RAW DATA:
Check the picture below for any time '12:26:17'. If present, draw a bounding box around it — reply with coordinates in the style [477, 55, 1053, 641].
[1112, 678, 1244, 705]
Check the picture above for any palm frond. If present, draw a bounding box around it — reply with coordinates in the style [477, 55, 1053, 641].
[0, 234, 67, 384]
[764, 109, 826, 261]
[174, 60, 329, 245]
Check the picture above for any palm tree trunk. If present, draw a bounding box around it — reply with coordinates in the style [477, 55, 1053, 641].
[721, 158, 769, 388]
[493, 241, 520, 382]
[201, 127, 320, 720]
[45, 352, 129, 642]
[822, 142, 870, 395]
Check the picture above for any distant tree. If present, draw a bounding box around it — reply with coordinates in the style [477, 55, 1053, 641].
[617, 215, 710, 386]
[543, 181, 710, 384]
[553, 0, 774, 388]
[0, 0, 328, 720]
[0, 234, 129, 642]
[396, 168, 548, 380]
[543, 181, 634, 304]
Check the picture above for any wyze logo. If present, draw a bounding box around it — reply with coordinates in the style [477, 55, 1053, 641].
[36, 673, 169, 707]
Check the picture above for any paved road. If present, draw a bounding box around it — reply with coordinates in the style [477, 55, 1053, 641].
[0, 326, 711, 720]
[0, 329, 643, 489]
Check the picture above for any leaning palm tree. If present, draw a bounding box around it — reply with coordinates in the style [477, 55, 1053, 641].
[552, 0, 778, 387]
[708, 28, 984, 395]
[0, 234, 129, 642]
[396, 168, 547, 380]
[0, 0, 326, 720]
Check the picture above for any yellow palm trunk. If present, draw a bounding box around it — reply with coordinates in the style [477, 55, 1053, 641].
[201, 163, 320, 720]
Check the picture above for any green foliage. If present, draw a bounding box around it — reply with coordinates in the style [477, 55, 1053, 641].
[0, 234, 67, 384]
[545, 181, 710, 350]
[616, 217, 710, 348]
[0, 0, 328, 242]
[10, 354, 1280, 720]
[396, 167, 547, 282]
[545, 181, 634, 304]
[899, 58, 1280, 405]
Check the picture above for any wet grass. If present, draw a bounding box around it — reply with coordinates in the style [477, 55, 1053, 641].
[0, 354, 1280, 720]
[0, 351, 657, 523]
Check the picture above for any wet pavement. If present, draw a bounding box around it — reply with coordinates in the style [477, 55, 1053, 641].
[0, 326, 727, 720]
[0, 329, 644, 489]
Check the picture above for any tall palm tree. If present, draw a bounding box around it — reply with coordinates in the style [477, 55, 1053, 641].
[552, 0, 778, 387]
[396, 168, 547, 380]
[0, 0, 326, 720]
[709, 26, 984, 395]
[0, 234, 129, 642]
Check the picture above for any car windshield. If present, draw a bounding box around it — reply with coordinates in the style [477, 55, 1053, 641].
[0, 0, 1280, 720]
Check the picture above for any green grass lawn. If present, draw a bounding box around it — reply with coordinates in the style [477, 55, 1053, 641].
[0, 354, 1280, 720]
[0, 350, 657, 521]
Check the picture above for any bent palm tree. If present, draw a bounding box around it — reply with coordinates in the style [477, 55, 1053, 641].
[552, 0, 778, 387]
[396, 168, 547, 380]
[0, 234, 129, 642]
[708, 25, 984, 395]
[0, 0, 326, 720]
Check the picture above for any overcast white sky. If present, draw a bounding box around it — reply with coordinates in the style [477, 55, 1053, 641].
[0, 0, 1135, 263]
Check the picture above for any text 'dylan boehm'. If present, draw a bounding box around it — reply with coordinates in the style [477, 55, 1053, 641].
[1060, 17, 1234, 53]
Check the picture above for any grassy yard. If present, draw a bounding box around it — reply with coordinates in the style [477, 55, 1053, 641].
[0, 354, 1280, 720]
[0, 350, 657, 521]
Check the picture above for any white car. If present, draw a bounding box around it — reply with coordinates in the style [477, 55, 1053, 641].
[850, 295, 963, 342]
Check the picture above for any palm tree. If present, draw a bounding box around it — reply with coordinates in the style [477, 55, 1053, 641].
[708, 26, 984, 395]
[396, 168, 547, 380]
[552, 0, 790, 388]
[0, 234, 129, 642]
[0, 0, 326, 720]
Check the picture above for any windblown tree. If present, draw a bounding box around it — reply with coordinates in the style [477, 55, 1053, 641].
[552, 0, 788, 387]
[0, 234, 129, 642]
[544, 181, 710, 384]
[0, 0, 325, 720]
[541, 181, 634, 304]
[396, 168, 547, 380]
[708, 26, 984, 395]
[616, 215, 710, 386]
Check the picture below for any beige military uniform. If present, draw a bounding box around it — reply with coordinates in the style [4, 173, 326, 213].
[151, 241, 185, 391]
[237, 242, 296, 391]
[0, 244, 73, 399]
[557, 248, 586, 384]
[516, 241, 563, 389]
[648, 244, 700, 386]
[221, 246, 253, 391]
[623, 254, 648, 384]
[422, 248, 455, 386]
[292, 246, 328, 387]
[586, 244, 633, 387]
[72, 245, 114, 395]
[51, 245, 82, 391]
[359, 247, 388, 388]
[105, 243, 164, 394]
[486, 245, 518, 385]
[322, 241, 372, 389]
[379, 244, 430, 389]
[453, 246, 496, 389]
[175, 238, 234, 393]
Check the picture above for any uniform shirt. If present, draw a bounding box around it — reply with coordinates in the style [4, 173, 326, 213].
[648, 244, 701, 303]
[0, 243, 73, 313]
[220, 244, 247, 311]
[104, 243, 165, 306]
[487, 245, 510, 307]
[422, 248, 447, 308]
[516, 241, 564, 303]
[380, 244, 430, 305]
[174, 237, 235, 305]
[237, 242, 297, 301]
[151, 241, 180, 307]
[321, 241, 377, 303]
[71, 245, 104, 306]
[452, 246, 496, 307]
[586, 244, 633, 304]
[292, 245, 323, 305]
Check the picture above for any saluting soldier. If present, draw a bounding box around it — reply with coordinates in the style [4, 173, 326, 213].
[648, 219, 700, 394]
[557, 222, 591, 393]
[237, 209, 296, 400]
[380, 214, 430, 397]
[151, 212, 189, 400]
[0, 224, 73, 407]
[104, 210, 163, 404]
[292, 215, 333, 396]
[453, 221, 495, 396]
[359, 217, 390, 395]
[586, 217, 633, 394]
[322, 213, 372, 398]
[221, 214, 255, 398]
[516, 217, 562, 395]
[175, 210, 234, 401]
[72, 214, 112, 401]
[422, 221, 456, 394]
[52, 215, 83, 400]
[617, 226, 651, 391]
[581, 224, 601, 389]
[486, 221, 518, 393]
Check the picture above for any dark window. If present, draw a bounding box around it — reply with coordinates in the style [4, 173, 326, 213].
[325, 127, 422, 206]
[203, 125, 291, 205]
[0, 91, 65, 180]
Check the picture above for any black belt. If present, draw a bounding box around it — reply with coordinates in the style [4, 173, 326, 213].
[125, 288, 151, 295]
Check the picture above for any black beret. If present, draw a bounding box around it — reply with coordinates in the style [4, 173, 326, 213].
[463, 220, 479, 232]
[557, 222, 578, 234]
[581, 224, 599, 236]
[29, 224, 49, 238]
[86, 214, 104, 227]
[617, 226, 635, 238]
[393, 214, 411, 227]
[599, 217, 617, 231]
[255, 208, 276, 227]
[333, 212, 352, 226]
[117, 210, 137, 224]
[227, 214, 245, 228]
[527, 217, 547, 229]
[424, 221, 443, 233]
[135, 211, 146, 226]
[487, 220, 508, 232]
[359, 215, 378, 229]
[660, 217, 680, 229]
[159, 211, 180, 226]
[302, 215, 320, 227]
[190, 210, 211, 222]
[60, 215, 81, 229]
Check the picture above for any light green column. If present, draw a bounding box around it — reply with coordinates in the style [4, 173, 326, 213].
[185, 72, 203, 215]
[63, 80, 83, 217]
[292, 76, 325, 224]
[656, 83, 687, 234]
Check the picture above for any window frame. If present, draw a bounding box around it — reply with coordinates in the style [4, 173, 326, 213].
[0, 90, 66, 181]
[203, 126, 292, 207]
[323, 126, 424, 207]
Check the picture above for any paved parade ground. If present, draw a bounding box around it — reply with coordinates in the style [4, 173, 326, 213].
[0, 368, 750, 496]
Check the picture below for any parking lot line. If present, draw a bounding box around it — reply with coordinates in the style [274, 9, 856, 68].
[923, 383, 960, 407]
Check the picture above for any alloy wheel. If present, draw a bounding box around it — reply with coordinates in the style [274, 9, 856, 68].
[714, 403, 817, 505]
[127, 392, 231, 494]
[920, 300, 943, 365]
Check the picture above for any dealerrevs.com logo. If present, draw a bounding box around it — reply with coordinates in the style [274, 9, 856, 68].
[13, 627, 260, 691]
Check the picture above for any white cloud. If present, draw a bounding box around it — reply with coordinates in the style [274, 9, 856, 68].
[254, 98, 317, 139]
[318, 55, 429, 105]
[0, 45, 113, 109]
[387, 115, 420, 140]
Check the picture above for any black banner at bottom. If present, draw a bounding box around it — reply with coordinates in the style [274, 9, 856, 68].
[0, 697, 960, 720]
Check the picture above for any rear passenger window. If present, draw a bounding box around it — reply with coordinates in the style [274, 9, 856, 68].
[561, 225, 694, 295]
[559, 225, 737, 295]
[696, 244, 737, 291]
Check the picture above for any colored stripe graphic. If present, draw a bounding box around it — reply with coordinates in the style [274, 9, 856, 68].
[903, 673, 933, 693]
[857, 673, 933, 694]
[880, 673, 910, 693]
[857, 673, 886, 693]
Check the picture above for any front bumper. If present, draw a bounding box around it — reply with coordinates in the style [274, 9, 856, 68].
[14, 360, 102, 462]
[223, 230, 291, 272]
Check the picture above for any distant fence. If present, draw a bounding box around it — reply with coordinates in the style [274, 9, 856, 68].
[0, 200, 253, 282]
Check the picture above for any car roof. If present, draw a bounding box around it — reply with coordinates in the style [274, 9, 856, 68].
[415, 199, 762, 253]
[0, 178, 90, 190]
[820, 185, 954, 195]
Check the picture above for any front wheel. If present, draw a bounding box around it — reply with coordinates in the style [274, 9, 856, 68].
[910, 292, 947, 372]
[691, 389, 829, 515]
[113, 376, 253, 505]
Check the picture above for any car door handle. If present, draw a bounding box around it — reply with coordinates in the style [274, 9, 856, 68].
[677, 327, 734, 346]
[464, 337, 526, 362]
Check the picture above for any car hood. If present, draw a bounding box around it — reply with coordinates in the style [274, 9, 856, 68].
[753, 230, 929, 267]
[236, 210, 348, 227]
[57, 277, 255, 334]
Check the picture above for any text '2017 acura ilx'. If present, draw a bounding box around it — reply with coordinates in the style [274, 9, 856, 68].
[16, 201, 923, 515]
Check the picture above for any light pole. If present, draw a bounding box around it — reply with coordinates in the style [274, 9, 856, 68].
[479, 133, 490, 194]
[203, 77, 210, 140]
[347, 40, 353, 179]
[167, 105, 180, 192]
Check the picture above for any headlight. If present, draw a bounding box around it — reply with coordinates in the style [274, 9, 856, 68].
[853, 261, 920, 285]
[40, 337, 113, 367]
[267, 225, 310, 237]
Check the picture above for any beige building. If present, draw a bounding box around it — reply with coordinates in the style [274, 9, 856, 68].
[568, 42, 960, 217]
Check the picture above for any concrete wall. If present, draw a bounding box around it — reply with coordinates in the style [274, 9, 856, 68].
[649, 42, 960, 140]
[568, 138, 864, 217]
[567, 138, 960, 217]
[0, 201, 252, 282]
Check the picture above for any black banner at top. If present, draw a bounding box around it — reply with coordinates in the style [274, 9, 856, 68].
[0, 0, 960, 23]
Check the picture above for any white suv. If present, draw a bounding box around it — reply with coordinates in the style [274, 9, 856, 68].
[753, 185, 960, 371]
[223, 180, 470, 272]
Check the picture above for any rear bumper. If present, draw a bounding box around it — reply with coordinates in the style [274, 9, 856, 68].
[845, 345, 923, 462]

EXERCISE DESCRIPTION:
Starting with the first line and going on through the line with "[822, 142, 870, 395]", write those lines out again, swapping "palm frond" for "palm leaf" and keeping everything else the same.

FINAL ANSWER:
Check the picture below for any time '12:26:17'. If present, draw a bounding box around it — reply with coordinates in the style [477, 55, 1053, 641].
[1112, 678, 1244, 705]
Check the picture above for any palm leaf. If present, draw a bounding box around it — reply with coordinates in the style [477, 55, 1053, 641].
[0, 234, 67, 384]
[764, 109, 826, 261]
[174, 60, 329, 245]
Check the picture above for any palm tree trunk. If present, draw a bounding box around it — reply with coordinates in the style [477, 55, 1053, 641].
[721, 158, 769, 388]
[493, 241, 520, 382]
[201, 127, 320, 720]
[45, 352, 129, 642]
[822, 142, 870, 395]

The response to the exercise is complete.